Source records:
· · · · ·

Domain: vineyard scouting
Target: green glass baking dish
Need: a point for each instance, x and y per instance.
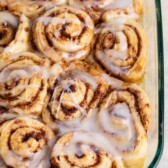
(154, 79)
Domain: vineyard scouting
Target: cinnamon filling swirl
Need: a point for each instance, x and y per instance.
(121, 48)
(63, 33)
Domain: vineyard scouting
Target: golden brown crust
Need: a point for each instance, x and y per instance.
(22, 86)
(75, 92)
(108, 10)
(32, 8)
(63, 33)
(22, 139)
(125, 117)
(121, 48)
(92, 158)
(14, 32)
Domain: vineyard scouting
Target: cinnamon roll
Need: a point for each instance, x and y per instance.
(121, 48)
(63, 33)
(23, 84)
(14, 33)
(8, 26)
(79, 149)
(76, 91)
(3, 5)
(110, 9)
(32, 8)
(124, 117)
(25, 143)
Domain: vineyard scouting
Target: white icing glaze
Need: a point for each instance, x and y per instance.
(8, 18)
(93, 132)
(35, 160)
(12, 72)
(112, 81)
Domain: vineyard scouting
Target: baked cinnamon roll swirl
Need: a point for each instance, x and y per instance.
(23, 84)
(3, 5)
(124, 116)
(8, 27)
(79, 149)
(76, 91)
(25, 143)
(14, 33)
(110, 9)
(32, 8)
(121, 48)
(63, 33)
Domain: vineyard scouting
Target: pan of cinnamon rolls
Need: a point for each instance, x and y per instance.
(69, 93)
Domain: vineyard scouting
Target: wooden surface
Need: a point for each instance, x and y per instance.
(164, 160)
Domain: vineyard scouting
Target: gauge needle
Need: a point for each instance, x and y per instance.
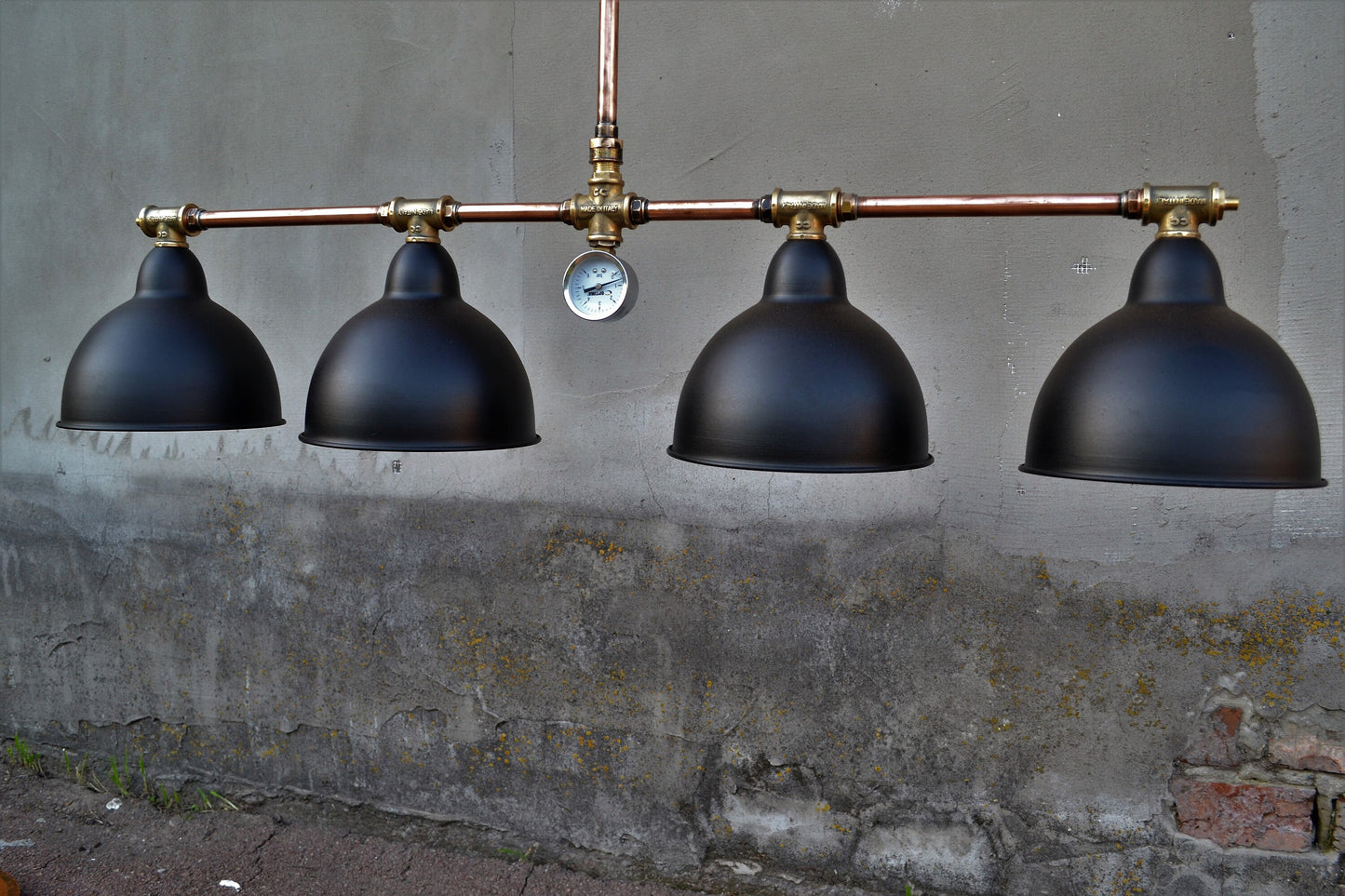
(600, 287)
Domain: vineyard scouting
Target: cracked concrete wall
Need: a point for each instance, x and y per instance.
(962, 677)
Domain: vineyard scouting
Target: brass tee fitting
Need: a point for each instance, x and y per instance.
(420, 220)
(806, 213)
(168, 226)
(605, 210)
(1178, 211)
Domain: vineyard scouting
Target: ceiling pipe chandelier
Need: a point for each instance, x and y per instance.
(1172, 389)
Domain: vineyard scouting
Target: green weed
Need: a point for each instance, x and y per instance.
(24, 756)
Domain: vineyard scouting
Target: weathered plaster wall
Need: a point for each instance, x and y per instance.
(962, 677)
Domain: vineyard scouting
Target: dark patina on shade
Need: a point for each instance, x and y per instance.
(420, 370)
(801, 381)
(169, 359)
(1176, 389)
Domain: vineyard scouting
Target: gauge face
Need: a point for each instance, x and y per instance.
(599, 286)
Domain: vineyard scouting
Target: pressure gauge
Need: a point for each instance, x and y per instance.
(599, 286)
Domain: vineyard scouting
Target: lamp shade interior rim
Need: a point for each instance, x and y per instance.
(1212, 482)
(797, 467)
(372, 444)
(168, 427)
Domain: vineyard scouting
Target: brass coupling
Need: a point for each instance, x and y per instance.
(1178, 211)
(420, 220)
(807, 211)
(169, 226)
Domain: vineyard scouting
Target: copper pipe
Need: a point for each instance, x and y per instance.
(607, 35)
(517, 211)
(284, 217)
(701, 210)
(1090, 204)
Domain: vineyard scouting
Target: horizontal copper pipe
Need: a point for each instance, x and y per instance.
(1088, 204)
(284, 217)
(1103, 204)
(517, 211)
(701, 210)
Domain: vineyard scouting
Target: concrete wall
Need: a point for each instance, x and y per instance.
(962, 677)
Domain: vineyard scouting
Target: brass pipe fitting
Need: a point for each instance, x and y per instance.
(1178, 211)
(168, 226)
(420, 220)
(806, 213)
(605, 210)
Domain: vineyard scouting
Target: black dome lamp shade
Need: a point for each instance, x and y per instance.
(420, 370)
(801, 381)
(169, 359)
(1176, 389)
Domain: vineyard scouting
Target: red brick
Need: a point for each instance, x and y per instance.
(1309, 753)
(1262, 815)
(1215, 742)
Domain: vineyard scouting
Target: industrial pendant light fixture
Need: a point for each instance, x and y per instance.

· · · · ·

> _Problem to work on_: Repeat all of the entries word for word, but omit the pictures.

> _Exercise solution_:
Domain: vineyard scouting
Target: green glass baking dish
Need: a point for each instance, x and y per instance.
(154, 79)
Domain: vineyard scouting
Target: cinnamon filling swirl
Need: a point for each instance, x and y per instance.
(121, 48)
(63, 33)
Domain: vineyard scouting
Target: golden brown crust
Need: a point for each instance, x and y per instance.
(22, 86)
(75, 92)
(108, 10)
(32, 8)
(63, 33)
(22, 139)
(125, 117)
(121, 48)
(92, 158)
(14, 32)
Domain: vineyard scouting
Target: cinnamon roll
Need: a point for each instance, x and y per instance.
(121, 48)
(63, 33)
(23, 84)
(14, 33)
(8, 26)
(79, 149)
(76, 91)
(3, 5)
(110, 9)
(32, 8)
(124, 117)
(25, 143)
Domain: vineyard scouting
Target: white icing glaze
Need: a point for each instance, x and y per instance.
(8, 18)
(93, 132)
(35, 160)
(12, 72)
(112, 81)
Domain: vineyard scouting
Target: baked cinnamon roll swirl
Need: a point for each instance, x and y per instance.
(23, 84)
(3, 5)
(124, 116)
(8, 27)
(79, 149)
(76, 91)
(25, 143)
(14, 33)
(110, 9)
(32, 8)
(121, 48)
(63, 33)
Domain: vineyard scouting
Target: pan of cinnamon rolls
Need: a point for each instance, x and y per instance.
(69, 93)
Domain: vineyard scouting
Target: wooden surface
Need: a point for each instance, x and y per instance.
(164, 160)
Domain: vineyard scouting
Target: gauge needle
Need: a point for each instance, x and y per instance.
(600, 287)
Domain: vineyard scouting
Target: cracked concrete wall
Need: a point for each instance, x and y per instance.
(962, 677)
Domain: vineyard scouting
Target: brass tee fitting
Need: a point for each instance, x and y per instance.
(420, 220)
(806, 213)
(168, 226)
(605, 210)
(1178, 211)
Domain: vineyard scouting
Target: ceiling pipe chandelier
Need: a point for each instance, x and y per instance.
(1172, 389)
Domain: vineyard scouting
Target: green weed
Need: a point for each instance, x and y per instance.
(24, 756)
Domain: vineyard scouting
Target: weathered plaster wall
Need: a point for each instance, x and y per instance.
(962, 677)
Domain: vineyard scouting
Target: dark patina on shade
Need: a point for each instance, x and y per instance.
(420, 370)
(801, 381)
(169, 359)
(1176, 389)
Domain: vineyard scouting
Target: gauge face
Need: a point for each instance, x and y per instance.
(599, 286)
Domain: vineyard scouting
Target: pressure gauge
Need: a point for each instance, x and y per instance.
(599, 286)
Domain: vineyard scouting
Target: lamp shade interior rim
Need: a point for each instance, x and y per instance.
(1212, 482)
(797, 467)
(372, 444)
(168, 427)
Domain: vineyard scouting
Target: brass coupling
Need: a point for each instance, x and y per instance.
(1178, 211)
(420, 220)
(807, 211)
(169, 226)
Domain: vineyard scouting
Target: copper pipe
Need: a point for each instance, x and y per instance.
(607, 35)
(517, 211)
(284, 217)
(701, 210)
(1090, 204)
Domain: vineyard scouting
Target: horizontal copper pipe
Need: a point for each instance, x and y per instance.
(1088, 204)
(284, 217)
(1103, 204)
(517, 211)
(701, 210)
Domain: vineyard scouting
Target: concrete wall
Need: a point for each instance, x and y per instance.
(962, 677)
Domain: vineyard scouting
Target: brass pipe fitting
Need: a point for each instance, x and y per instance.
(1178, 211)
(168, 226)
(420, 220)
(806, 213)
(605, 210)
Domain: vineyard scouting
Target: black dome lamp shade
Need: a point for each instance, x and y per instance.
(420, 370)
(801, 381)
(169, 359)
(1176, 389)
Domain: vineyard scouting
Target: red brick
Need: a point for each instance, x and y per instance.
(1309, 753)
(1262, 815)
(1215, 742)
Domain: vineyard scouting
Target: industrial pendant light fixture
Need: a point for each instance, x and y per instance.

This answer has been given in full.